[Start of Raw data]

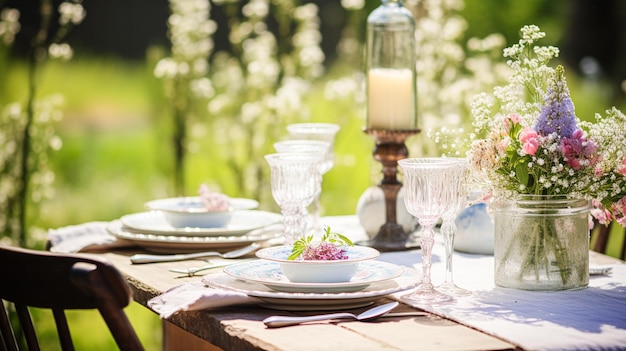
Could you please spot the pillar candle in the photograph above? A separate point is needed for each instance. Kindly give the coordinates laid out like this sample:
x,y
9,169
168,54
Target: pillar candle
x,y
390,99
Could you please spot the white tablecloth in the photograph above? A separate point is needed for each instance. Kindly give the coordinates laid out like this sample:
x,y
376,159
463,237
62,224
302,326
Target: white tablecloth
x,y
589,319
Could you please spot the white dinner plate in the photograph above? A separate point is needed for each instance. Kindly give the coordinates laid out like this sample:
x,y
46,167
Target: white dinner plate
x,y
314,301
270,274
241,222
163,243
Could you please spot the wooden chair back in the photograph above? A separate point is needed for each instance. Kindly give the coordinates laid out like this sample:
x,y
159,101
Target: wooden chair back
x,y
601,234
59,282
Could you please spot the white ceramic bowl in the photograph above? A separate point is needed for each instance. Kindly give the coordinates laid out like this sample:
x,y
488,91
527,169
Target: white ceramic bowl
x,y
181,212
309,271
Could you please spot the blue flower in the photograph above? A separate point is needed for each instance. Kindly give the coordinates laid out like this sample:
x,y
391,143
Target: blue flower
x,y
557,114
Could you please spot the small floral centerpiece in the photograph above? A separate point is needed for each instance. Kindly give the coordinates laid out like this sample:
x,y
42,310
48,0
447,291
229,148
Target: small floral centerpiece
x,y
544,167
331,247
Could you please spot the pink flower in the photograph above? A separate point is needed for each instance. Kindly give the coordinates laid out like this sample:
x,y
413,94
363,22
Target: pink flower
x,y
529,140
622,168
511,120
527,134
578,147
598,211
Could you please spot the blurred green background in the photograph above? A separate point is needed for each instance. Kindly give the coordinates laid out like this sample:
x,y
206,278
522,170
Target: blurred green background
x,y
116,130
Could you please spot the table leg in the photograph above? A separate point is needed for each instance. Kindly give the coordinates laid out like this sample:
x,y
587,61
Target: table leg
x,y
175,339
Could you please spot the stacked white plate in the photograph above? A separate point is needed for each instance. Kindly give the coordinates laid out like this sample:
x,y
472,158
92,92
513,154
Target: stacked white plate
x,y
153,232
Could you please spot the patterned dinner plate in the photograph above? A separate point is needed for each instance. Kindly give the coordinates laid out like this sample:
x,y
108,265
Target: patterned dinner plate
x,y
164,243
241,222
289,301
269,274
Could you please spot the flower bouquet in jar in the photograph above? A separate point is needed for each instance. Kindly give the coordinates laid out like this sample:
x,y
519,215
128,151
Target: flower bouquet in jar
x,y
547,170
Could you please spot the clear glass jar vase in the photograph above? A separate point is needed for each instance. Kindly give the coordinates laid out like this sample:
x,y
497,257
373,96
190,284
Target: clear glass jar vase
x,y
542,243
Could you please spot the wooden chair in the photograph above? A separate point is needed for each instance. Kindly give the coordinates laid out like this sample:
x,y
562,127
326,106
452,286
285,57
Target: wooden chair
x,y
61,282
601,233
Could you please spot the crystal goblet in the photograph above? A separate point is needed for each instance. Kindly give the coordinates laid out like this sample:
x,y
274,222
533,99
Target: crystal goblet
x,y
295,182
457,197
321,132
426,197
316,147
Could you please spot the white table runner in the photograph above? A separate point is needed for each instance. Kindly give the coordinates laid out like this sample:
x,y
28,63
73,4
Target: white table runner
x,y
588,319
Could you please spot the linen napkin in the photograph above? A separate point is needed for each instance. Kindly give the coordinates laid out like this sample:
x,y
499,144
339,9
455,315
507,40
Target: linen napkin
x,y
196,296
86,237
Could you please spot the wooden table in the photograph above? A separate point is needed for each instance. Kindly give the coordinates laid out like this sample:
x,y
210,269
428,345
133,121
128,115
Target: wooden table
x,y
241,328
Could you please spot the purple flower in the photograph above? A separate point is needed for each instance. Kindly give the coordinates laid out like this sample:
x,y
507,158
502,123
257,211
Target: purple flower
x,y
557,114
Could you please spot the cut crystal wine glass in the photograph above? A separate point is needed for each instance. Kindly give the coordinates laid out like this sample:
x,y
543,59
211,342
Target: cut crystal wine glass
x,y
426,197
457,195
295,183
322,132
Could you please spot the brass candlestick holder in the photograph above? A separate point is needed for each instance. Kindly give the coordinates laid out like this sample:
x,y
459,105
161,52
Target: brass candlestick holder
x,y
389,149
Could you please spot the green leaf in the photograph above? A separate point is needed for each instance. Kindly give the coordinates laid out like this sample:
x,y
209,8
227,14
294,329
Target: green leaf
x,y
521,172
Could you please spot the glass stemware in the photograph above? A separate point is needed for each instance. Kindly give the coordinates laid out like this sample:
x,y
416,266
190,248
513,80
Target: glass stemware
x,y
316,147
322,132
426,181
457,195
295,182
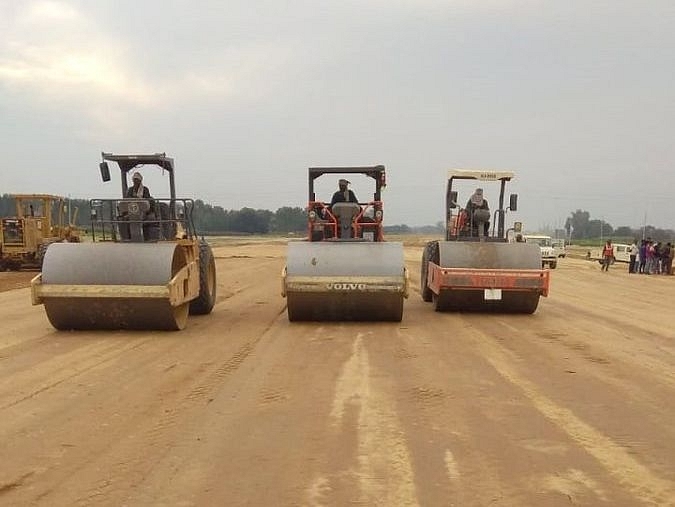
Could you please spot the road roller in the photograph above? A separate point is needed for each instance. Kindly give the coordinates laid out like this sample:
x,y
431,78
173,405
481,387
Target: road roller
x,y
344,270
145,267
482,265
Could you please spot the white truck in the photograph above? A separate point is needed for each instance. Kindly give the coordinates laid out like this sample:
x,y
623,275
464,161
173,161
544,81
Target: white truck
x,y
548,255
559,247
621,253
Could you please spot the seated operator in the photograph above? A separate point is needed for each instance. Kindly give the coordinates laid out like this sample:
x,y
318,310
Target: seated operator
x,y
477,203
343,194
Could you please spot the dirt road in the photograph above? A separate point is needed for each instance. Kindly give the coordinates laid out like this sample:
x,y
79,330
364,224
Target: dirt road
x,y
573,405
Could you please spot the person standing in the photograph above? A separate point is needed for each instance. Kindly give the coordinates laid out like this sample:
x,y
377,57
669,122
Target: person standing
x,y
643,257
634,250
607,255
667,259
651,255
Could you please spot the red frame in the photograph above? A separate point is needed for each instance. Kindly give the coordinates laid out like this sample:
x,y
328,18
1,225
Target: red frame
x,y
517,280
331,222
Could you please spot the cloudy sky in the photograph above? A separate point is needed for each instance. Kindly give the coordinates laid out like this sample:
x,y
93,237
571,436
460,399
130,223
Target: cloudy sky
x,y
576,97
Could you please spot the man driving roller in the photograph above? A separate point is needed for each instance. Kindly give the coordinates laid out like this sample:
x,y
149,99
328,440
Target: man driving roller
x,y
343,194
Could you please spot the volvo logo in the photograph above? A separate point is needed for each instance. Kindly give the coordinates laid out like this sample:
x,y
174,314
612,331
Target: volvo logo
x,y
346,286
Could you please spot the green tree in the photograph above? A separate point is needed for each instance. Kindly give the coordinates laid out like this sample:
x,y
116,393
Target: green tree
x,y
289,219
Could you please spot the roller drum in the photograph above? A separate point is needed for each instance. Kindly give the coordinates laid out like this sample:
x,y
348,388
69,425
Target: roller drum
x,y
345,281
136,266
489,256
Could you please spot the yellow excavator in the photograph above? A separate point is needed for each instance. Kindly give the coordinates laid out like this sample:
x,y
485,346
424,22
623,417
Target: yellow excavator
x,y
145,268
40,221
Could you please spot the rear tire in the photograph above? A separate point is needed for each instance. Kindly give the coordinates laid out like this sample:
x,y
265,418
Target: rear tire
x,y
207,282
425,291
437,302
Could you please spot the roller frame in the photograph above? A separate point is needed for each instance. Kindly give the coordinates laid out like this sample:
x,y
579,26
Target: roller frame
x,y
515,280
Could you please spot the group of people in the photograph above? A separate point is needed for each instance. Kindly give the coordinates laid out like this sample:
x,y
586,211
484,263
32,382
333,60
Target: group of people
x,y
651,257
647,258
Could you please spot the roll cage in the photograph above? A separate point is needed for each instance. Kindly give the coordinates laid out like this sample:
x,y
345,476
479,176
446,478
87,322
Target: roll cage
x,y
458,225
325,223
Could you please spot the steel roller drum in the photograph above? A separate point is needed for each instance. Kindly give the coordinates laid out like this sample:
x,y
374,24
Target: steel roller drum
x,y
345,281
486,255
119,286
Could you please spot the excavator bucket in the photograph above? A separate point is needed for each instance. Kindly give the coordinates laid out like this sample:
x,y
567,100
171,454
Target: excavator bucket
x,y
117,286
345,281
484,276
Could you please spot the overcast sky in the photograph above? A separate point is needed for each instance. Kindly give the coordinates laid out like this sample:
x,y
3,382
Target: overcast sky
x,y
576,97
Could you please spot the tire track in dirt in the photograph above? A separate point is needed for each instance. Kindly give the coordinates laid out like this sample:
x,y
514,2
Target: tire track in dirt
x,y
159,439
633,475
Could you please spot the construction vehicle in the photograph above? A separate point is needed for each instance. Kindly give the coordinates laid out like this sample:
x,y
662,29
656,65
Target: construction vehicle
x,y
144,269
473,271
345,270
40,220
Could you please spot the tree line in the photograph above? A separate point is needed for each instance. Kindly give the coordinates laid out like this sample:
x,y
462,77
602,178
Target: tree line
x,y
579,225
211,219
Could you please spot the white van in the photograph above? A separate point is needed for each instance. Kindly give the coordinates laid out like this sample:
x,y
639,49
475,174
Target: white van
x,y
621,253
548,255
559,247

[End of Raw data]
[Start of Raw data]

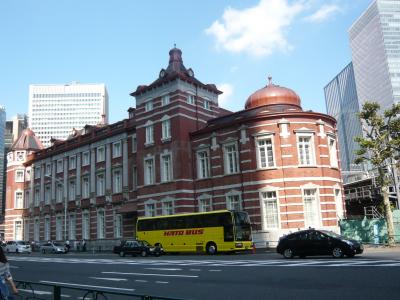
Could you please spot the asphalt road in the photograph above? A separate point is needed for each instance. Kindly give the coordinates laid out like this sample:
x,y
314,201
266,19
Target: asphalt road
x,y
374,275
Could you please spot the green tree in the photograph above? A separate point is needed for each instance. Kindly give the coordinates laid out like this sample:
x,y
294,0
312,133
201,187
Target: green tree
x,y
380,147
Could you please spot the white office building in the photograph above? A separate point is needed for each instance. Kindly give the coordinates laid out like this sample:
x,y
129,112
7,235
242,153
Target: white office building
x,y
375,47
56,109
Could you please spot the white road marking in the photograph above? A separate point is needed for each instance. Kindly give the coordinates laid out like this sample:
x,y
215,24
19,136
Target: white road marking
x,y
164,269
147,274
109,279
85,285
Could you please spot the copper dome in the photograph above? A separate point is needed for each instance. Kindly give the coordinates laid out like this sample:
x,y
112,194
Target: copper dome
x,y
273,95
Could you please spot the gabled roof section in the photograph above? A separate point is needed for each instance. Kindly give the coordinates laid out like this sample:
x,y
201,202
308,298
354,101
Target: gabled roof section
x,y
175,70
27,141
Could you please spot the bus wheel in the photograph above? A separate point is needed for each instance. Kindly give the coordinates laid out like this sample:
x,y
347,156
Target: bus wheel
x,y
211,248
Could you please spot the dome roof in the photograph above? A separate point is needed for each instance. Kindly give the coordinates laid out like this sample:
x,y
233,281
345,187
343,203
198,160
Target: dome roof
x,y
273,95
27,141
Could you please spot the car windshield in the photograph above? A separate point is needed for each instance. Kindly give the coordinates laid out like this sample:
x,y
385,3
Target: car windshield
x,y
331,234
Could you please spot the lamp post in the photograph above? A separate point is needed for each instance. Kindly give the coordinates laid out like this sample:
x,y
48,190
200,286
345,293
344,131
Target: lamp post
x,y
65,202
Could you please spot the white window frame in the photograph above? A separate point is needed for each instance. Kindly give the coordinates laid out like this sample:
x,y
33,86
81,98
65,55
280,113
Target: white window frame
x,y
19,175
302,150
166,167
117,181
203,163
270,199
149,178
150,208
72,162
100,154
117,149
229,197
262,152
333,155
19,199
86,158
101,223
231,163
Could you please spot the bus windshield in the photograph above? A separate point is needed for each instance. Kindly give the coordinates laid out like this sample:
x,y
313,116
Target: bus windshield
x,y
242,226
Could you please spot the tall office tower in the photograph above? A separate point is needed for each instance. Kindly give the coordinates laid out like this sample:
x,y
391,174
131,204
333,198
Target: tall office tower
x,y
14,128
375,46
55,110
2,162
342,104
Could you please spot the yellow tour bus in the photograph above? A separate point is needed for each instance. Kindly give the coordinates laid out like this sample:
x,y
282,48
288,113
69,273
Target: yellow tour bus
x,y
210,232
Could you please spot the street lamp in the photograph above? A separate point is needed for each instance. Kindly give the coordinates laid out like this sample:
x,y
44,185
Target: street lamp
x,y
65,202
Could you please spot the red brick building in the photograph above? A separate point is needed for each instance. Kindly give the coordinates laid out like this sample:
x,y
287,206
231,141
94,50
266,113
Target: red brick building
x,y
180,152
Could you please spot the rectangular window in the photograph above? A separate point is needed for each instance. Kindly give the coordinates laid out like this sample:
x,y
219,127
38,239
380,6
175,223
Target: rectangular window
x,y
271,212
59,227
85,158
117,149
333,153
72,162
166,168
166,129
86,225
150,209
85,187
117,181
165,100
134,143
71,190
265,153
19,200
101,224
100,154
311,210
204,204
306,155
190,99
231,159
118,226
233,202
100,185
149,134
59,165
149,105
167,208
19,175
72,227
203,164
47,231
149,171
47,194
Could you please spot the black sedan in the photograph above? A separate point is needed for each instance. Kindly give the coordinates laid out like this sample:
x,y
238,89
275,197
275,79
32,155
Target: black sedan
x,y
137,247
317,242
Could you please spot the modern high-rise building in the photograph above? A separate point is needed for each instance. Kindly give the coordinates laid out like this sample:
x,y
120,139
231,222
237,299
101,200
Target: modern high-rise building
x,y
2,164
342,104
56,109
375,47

[End of Raw data]
[Start of Raw data]

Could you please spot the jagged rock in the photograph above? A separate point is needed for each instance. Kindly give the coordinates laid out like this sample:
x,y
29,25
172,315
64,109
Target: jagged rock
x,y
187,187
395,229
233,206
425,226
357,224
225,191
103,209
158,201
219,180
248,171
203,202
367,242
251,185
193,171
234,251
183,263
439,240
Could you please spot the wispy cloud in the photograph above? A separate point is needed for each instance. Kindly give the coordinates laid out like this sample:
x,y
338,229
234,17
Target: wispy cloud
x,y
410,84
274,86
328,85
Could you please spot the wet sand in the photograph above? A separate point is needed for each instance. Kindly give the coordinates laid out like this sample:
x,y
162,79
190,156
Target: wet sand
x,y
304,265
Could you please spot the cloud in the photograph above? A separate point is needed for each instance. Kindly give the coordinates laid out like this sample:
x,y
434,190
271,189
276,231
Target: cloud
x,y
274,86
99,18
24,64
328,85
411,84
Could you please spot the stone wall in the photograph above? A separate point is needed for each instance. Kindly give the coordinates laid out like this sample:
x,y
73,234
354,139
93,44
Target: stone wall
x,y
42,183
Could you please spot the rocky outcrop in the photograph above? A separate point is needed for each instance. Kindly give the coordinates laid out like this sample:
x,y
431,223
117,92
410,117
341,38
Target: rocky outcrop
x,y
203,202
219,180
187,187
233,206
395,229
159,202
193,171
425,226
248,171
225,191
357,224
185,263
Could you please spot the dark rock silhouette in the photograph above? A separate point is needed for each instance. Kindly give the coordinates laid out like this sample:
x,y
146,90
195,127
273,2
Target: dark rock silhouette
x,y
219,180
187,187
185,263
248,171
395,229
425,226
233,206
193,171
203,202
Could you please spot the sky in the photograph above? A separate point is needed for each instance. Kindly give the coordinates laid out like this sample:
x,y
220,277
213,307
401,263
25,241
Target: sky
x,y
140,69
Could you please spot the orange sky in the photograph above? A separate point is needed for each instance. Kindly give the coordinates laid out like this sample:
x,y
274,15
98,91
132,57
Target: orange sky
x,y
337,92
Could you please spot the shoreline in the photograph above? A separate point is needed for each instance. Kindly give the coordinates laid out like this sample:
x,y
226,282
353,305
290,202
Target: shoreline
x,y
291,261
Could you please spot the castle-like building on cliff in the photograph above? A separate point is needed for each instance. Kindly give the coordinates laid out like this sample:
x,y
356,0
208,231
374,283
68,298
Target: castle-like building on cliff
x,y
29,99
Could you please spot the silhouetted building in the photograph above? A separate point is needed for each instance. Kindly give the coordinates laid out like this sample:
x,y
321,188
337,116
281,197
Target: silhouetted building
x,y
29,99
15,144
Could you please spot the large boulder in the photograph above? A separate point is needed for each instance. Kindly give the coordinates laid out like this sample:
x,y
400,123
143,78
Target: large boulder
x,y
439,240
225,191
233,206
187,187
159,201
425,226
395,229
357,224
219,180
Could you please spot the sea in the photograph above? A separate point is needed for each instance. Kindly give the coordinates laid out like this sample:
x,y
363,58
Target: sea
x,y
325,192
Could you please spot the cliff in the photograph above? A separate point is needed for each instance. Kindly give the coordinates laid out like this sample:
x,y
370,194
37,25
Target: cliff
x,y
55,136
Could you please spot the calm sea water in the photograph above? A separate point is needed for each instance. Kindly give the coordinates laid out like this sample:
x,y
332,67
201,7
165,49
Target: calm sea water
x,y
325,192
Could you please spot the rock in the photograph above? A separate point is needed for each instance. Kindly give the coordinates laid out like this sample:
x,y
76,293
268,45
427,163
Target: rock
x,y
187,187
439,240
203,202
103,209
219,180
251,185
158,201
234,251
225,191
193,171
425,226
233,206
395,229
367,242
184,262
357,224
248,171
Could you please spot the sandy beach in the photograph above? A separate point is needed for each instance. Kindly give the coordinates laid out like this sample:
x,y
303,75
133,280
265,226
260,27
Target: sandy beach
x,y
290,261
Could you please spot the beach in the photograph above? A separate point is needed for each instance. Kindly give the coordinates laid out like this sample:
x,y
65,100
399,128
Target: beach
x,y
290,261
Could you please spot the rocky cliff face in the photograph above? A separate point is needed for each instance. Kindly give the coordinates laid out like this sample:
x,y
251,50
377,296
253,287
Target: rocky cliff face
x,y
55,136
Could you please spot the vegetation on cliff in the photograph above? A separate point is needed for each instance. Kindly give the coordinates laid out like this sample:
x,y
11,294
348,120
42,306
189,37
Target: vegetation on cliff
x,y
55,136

[End of Raw data]

List every line of the data above that contains the string "tire". Letter case counts when matching.

Could you please spot the rear tire in the photograph above? A separate point is needed for each instance. Kindly give the coordinates laid out like this sample:
Target: rear tire
Could you please spot the tire track in dirt in the photograph above? A separate point is needed for each instance. Kindly give the coordinates laid out like this sample:
Target: tire track in dirt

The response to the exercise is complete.